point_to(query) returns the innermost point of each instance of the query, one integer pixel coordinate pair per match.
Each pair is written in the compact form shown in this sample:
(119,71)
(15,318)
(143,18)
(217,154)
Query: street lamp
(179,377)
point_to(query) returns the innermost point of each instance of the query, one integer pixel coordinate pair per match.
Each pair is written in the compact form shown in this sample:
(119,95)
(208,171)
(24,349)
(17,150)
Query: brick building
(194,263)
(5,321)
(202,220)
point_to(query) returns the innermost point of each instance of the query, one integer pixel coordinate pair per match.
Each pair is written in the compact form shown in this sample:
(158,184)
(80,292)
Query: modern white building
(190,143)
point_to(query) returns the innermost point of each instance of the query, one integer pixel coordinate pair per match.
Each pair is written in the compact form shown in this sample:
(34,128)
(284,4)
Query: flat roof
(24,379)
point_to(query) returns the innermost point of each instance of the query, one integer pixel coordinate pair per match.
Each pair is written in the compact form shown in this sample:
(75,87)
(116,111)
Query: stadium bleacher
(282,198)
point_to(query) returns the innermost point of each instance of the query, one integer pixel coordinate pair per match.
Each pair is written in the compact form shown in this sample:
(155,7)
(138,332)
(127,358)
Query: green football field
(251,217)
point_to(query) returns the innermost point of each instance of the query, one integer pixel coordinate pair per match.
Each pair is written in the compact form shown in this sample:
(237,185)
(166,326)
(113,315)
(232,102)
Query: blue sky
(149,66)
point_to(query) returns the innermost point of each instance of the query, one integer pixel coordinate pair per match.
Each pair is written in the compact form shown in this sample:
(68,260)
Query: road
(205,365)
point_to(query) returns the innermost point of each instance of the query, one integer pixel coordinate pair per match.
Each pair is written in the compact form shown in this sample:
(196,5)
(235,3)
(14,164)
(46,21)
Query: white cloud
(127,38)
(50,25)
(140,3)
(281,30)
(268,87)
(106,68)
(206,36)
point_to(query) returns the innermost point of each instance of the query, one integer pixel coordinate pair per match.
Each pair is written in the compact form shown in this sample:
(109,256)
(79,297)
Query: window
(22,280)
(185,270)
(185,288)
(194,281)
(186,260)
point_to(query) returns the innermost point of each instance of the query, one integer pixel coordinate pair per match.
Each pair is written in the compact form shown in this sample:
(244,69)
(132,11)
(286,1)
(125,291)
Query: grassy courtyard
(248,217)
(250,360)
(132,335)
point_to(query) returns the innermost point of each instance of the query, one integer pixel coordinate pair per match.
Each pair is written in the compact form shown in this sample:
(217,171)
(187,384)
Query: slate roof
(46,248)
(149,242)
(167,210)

-=-=-

- **GIVEN EXERCISE**: Print the complete listing again, exactly as it stands.

- **EXERCISE RESPONSE**:
point_to(query) returns the innermost point of each instance of the query, one integer pixel coordinate pair per match.
Each pair is written in the compact form shown in this sample:
(119,71)
(15,318)
(143,18)
(217,154)
Query: street lamp
(179,377)
point_to(query) returns the innermost point of each instance of the query, one integer pixel coordinate pair per match.
Each pair is written in the compact form shown in this sample:
(119,95)
(208,171)
(24,349)
(17,150)
Query: brick building
(194,263)
(5,321)
(202,220)
point_to(query) returns the innermost point of each instance of the query, one integer pixel coordinate pair per match.
Each pair is written in the compact form shown in this sample:
(158,184)
(80,292)
Query: modern white building
(190,143)
point_to(query) returns the innermost point of each instance of the query, one integer pixel coordinate pair per match.
Each pair is written in the compact form shown in this sample:
(34,128)
(284,4)
Query: flat roof
(24,379)
point_to(query) returns the innermost point of each instance of the query, one integer pixel coordinate pair per match.
Each pair is written in the compact form shown in this sample:
(75,87)
(116,111)
Query: stadium bleacher
(282,198)
point_to(query) returns the innermost point of each instance of the query, one integer pixel coordinate pair per match.
Each pair is written in the compact form shown in this sample:
(155,7)
(138,332)
(127,358)
Query: green football field
(251,217)
point_to(query) returns the innermost point of each instance of the query, one integer pixel coordinate pair per match.
Each pair is written in the compact form shown in this sample:
(237,185)
(166,326)
(113,315)
(232,102)
Query: blue sky
(149,66)
point_to(query) returns the innermost point of each instance of the query, one integer pixel coordinate pair per match.
Each pair is written in the compact form shown in this sample:
(68,260)
Query: road
(205,365)
point_to(query) returns the innermost point of each instance of the query, one integer pixel coordinate pair per match.
Each pair is written in the compact form shown in this sample:
(196,5)
(235,3)
(14,164)
(46,21)
Query: white cloud
(127,38)
(50,25)
(140,3)
(281,30)
(268,87)
(106,68)
(206,36)
point_to(query) returns the innermost point of each instance of the query, one integer pixel coordinate pair per match.
Each pair is written in the compact form shown in this sample:
(109,256)
(79,297)
Query: window
(22,280)
(185,270)
(185,288)
(194,281)
(186,260)
point_to(query) returns the innermost point of each instance of the query, one integer pixel coordinate pair per match.
Each pair is written in the compact form shown in this sample:
(244,69)
(132,11)
(286,1)
(125,291)
Query: grassy courtyard
(248,217)
(250,360)
(132,335)
point_to(query) returns the innermost point of each instance of the query, one integer pixel coordinate pair per match.
Each pair is written in the compact form shown in this sample:
(217,171)
(187,384)
Query: slate roof
(46,248)
(149,242)
(167,210)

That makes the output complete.